* Task description: Copy out each line below that contains the string "positive".

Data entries

[Start of section]

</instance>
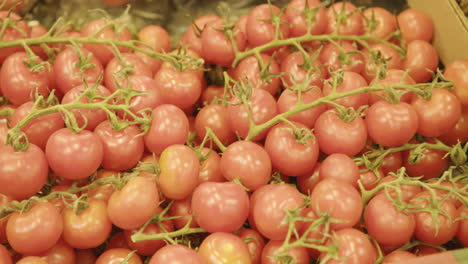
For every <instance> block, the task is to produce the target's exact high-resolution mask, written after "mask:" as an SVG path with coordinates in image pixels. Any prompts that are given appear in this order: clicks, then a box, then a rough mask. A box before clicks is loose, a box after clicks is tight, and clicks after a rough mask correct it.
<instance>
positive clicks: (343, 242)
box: [321, 228, 377, 264]
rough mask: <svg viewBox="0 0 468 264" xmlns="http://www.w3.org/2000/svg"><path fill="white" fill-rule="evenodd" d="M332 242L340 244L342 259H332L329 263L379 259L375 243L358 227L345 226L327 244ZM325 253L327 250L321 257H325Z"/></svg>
mask: <svg viewBox="0 0 468 264" xmlns="http://www.w3.org/2000/svg"><path fill="white" fill-rule="evenodd" d="M332 241H333V242H332ZM331 243H334V244H335V245H339V249H338V257H339V258H340V260H335V259H332V260H329V261H327V262H326V263H327V264H335V263H342V264H354V263H355V264H358V263H359V264H365V263H369V264H371V263H374V261H375V260H376V259H377V252H376V250H375V248H374V245H373V244H372V242H371V241H370V240H369V238H368V236H367V235H366V234H364V233H362V232H361V231H359V230H357V229H354V228H345V229H342V230H339V231H337V232H336V233H335V234H334V235H332V238H331V241H330V240H329V241H328V242H327V244H326V245H327V246H329V245H330V244H331ZM325 255H326V253H325V252H324V253H322V256H321V258H322V259H323V257H324V256H325Z"/></svg>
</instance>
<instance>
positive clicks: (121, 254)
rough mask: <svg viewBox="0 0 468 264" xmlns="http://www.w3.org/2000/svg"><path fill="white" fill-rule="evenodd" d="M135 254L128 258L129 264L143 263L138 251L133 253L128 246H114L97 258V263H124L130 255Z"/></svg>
mask: <svg viewBox="0 0 468 264" xmlns="http://www.w3.org/2000/svg"><path fill="white" fill-rule="evenodd" d="M130 254H133V255H132V256H131V257H130V258H129V259H127V260H126V261H127V262H126V263H127V264H142V263H143V262H142V261H141V258H140V257H139V256H138V254H136V253H132V251H131V250H129V249H126V248H113V249H109V250H106V251H104V253H102V255H101V256H99V258H98V259H97V260H96V263H95V264H114V263H122V262H123V260H124V259H126V258H127V257H128V255H130Z"/></svg>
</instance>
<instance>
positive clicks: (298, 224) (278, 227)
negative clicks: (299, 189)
mask: <svg viewBox="0 0 468 264" xmlns="http://www.w3.org/2000/svg"><path fill="white" fill-rule="evenodd" d="M262 189H264V190H265V191H262ZM256 192H259V194H258V196H257V197H256V200H255V201H253V202H254V204H252V207H253V212H252V213H253V220H254V221H255V225H256V228H257V230H258V231H259V232H260V233H261V234H262V235H263V236H265V237H266V238H269V239H273V240H282V239H284V238H285V237H286V233H287V232H288V224H287V223H284V222H283V221H285V217H286V210H296V209H298V208H299V207H301V206H303V205H304V198H303V196H302V194H301V193H300V192H299V191H298V190H297V189H295V188H294V187H291V186H290V185H286V184H278V185H266V186H263V187H261V188H260V189H258V190H257V191H256ZM295 225H296V229H297V230H299V229H300V228H301V226H302V223H301V222H296V224H295Z"/></svg>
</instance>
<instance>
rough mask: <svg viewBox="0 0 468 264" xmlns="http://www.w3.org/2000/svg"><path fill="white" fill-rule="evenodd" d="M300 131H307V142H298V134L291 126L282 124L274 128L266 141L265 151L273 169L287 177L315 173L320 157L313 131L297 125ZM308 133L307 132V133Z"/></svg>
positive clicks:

[End of section]

* Answer section:
positive clicks: (343, 242)
positive clicks: (121, 254)
positive clicks: (298, 224) (278, 227)
positive clicks:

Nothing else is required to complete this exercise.